While there are those who are looking for structural signs of unity – or is it uniformity? – in our ecclesiology, there are others who see it differently, and are looking for a unity – a communion? – that depends less on the clarity of structural links and more on the model of a rich and colourful tapestry, where diversity, is seen to be the model of a true and inclusive unity. Isn’t a rich harmony the model of heaven, rather than a flat unison?
This is why I think that the General Synod of the Church of England has done a good job. It has followed the Revision Committee in grasping that the way forward is not to find a perfect structural solution to how those in favour of ordaining women and those opposed can both inhabit the same Church where women are bishops – which is a goal that our archbishops were still trying to invent as desirable, even if it were possible – but to concentrate rather on exploring the ways in which the relationship of the part to the whole, of men to women, of the ordained to the baptised, is to be valued as a sacramental expression of the new creation.
The deep reason why I opposed the ceding by a diocesan bishop to a suitable male bishop of pastoral as well as sacramental care in clause 2(1)b of the Draft Measure is that it proposes to give away the very thing that stresses the importance of how we behave together. Abandoning pastoral oversight means abdicating just that quality of episcopal – and of priestly and diaconal – ministry that means you are committed to acting always with the best for the other in mind. This is where, if you ever needed it, the proof of the way – the “how” – you do it trumps the “what” you do, and that’s just what bishops are about.
Jurisdiction is about the “what”, and is the lawyers’ device for separating us: this is the language of control, of divorce, of absolute clarity. Pastoral oversight is about hanging on to how people relate, how they belong, how they enjoy the communion that God alone can give. We sometimes treat communion as if it were our possession, that we could exclude or welcome. But it’s not. I’m only in communion with you because God invites me and you and the poorest of the poor in Sudan and the Bishop of Rome to the same heavenly table. Communion is not ours to give or withhold, it is God’s.
That is why I applaud what the General Synod has done: it has moved away from an obsession with what we can get to a challenge to what we have to give, and away from structure and towards relationships. What is good is that it demands of us trust; and again, it is by how we all behave that we will be found to be, seen to be and known to be trustworthy. Much now depends on the compilation of a code of conduct.
The synod’s proposal is a catholic and an Anglican position, where the relational rather than the propositional elements of our common life are to the fore; and while I acknowledge that temperamentally people prefer one way of thinking to the other, I believe that this decision does offer us a more excellent way.
■ The Rt Revd Dr David Stancliffe is Bishop of Salisbury.

-----

• [Problems to solve]
1) In the excerpt on women bishops, which clause of the Draft Measure does the writer say he opposed?
2) From the excerpt on women bishops, reproduce word for word the stretch from "That is why" through "more excellent way.".
3) Which relationships does the excerpt on women bishops say are to be valued as a sacramental expression of the new creation? List them all.

-----

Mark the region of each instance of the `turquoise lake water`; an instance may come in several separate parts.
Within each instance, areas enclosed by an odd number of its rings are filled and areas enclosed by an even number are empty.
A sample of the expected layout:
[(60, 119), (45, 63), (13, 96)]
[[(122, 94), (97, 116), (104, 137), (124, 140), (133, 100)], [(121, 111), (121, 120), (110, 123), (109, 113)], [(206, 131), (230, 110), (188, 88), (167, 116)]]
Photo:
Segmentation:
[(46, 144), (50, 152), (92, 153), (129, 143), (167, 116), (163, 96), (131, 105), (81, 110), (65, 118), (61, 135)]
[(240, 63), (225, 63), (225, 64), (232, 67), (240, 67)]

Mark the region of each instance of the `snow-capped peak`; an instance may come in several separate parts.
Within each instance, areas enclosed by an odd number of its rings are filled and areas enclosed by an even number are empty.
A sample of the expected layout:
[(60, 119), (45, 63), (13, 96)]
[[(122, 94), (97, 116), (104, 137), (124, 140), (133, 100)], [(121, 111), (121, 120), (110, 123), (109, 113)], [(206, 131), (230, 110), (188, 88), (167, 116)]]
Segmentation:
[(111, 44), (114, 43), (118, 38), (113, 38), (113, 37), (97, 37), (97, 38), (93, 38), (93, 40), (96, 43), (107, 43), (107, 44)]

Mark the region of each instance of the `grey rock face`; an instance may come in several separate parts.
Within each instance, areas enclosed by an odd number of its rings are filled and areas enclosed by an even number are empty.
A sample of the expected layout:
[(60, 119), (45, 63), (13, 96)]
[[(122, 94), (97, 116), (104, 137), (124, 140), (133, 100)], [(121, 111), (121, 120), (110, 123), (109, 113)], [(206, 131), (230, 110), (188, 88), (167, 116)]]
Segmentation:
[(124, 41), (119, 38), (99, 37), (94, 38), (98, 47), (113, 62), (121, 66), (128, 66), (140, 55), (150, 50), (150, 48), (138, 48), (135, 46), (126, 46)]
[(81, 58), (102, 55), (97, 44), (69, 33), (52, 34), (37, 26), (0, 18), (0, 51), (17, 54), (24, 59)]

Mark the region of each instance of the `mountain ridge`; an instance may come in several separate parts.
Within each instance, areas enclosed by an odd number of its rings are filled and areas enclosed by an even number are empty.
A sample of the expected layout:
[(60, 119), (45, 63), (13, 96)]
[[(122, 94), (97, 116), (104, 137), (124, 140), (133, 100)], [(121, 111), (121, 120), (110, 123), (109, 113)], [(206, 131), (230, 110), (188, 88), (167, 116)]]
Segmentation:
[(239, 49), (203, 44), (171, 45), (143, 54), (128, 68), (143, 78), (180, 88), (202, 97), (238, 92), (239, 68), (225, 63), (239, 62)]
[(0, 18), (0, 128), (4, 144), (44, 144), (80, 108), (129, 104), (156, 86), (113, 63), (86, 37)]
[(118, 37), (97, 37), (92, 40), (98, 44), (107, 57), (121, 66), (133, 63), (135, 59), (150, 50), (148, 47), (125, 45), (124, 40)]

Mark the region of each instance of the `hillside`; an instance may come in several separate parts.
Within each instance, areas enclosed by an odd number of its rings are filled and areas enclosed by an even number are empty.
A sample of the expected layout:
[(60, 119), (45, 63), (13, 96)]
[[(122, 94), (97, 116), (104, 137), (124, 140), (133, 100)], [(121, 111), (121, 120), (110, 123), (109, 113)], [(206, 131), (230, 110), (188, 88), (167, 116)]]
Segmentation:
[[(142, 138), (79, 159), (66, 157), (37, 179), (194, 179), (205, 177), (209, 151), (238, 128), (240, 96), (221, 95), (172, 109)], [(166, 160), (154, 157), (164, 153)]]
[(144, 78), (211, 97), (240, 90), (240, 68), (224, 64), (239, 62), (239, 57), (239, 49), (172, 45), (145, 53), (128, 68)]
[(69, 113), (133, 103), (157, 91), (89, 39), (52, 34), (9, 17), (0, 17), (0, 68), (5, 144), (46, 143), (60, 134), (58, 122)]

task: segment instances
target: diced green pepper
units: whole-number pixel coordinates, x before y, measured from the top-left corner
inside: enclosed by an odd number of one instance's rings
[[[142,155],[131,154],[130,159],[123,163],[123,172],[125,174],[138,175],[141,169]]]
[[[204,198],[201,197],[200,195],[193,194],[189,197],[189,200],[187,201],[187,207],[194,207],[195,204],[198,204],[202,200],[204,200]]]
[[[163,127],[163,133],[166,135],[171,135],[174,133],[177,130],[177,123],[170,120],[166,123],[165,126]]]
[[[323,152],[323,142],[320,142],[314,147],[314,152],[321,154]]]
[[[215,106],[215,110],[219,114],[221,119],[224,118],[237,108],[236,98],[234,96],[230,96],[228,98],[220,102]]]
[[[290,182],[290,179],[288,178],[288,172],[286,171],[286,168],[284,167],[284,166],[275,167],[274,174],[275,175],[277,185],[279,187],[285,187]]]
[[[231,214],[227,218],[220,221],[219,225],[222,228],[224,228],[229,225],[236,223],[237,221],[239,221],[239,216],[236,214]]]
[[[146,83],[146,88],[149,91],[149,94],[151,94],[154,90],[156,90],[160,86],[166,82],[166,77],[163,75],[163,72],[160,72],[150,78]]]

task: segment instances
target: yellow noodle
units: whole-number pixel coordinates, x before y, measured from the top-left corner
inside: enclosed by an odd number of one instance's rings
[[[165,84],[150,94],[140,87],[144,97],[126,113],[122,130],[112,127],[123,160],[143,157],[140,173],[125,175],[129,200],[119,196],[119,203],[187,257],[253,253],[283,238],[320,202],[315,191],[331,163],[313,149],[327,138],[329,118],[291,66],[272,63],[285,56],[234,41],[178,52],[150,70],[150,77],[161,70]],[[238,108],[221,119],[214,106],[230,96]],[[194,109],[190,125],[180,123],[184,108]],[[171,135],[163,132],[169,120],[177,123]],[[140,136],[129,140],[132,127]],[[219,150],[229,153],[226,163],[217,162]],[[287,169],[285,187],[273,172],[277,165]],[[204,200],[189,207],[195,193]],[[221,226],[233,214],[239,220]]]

-----

• [Answers]
1) Clause 2(1)b

2)
That is why I applaud what the General Synod has done: it has moved away from an obsession with what we can get to a challenge to what we have to give, and away from structure and towards relationships. What is good is that it demands of us trust; and again, it is by how we all behave that we will be found to be, seen to be and known to be trustworthy. Much now depends on the compilation of a code of conduct.
The synod’s proposal is a catholic and an Anglican position, where the relational rather than the propositional elements of our common life are to the fore; and while I acknowledge that temperamentally people prefer one way of thinking to the other, I believe that this decision does offer us a more excellent way.

3)
- The part to the whole
- Men to women
- The ordained to the baptised